-- OBJECTIVE 1 --
Repeat word for word the part of the text on humor in brand marketing that begins at the words "Does it make" and ends after the words "tone and voice.".
-- OBJECTIVE 2 --
Carry on the text on humor in brand marketing, beginning right after its final sentence.

-- PAGE TEXT --
There are more professional, “boring”, industries that can use humor, but it truly depends on the type of company it is and what they sell or do.
Will your audience understand your humor?
If your target audience is millennials, they are probably more drawn to humorous posts with memes.
If your target audience is businessmen; however, they probably won’t take you seriously and are more likely to not trust you.
What kind of humor do you want to use?
Based on your industry and audience, you need to decide the type of humor that will work best for your brand.
Does it make more sense for you to use witty, intelligent humor? Or how about lighthearted puns? Decide what type of humor will resonate the most with your audience and be consistent with your tone and voice.
Many top brands are conquering social media with their unforgettable funny tweets and posts.
Here are three brands who are owning their sense of humor.
Many brands can’t get away with being straight up, publicly savage towards their competitors. But Wendy’s goes against the grain by discretely, yet very obviously burning their fast food counterparts.
They like to dig at McDonald’s quite often for the fact that they use frozen beef, while Wendy’s slogan is “fresh, never frozen”.
For example, Wendy’s acknowledged National Frozen Food Day by subtweeting McDonald’s to humorously shade them.
Wendy’s also likes to take advantage of trends and pop culture and finds clever ways to tie it into their acts of savagery.
For instance, they grasped the opportunity of jumping aboard the continuous conversation on the highly popular show Game of Thrones by subtly yet not so subtly throwing shade at Burger King.
Why It Works
The fast food industry is such a competitive market, that companies need to find creative ways to stand out. Humor is a smart method for these companies because it helps to reflect the fun, laid back environment they set for their customers.
The competitive nature of this industry also means that a lot of the humor used makes playful jabs at other companies.
While many other fast food establishments use humor in their marketing, Wendy’s ranks at the top of the social media fast food chain due to their quick wit and engaging content.
Netflix’s social media game is strong in memes, relatable content, and humorous pop culture references.

-- Extracted data entries --
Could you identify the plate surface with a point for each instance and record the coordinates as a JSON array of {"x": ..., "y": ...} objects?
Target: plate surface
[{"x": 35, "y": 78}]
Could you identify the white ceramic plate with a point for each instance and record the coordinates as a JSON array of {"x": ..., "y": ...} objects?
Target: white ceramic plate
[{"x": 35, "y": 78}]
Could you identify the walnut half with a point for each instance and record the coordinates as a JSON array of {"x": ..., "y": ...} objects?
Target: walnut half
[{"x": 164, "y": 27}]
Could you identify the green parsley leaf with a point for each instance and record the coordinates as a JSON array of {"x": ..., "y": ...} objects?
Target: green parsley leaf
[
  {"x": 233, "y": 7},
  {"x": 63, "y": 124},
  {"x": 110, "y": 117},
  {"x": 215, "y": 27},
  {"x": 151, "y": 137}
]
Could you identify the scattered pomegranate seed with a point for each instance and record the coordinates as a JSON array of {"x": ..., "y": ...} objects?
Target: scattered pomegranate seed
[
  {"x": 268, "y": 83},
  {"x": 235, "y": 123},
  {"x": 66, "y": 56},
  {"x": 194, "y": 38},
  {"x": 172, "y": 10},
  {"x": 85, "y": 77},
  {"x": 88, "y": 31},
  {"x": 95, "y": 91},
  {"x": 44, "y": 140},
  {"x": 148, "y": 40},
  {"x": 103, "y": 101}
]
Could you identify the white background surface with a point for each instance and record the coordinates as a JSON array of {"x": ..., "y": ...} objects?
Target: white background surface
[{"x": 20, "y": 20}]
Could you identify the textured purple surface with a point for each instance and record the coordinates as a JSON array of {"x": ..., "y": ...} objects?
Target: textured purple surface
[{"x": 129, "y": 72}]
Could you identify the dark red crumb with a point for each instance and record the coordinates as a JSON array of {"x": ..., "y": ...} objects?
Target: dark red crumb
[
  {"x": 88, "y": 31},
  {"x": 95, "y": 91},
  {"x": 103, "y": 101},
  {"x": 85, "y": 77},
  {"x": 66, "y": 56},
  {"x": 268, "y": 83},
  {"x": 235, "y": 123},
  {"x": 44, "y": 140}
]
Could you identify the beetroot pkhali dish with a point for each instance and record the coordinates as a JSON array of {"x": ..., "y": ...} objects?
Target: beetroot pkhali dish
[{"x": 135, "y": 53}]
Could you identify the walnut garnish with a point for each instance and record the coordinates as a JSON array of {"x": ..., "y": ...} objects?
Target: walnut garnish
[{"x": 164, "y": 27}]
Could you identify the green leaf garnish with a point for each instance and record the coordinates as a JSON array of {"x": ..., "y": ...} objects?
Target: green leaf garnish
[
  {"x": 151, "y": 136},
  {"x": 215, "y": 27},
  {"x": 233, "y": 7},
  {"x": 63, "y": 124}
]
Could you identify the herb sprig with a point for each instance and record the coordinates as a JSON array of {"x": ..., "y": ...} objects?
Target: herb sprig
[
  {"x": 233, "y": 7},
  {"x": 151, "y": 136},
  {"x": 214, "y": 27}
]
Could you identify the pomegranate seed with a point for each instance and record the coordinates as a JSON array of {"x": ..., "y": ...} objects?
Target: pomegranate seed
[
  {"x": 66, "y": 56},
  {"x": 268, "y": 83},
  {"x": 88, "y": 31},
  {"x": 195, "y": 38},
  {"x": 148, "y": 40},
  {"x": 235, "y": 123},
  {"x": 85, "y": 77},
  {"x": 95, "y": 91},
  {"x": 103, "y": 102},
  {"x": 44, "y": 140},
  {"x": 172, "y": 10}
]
* * *
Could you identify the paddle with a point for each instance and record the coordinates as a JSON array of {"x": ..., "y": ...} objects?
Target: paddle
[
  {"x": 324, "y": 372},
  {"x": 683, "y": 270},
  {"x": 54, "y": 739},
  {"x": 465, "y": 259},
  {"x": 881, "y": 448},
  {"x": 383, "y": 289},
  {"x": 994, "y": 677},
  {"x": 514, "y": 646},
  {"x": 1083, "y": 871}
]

-- WRITTEN REPLY 1 --
Does it make more sense for you to use witty, intelligent humor? Or how about lighthearted puns? Decide what type of humor will resonate the most with your audience and be consistent with your tone and voice.

-- WRITTEN REPLY 2 --
They are actively funny on their social media accounts while also active in replying to people’s questions and concerns with remarkable customer service.
They have nontraditional ways to advertise their original series and movies, along with everything else they have to offer. Instead of simply promoting, they take the latest internet slang and memes to advertise.
When Beyoncé’s concert film, Homecoming, came to Netflix, they took advantage of the extreme popularity of the musical “queen” by using a meme. The meme plays on the humorous idea that Beyoncé fans are in awe of every single thing she does.
Netflix also likes to talk about older, classic movies and TV shows by tying them into the current day.
For instance, they created this meme out of the relatable frustration that people had with Noah and Allie’s communication problems in The Notebook. They tied it into the current age by showing how the main characters could have communicated way better if they had cell phones to text each other.
201.3k Likes, 1,873 Comments – Netflix US (@netflix) on Instagram: “”I wrote to you everyday for a year and you left me on read!””
Why It Works
Netflix knows its audience very well.
A huge portion of their users are millennials, hence why they would use popular internet humor to gage their attention and connect with them on social media.
By indirectly promoting the various shows and movies that they have in their inventory, they encourage conversations online. They get people talking about their favorite things to watch on Netflix, and these discussions spread faster than a wildfire.
H&R Block is a tax preparation company, which is the farthest thing from funny, but they still use humor anyway.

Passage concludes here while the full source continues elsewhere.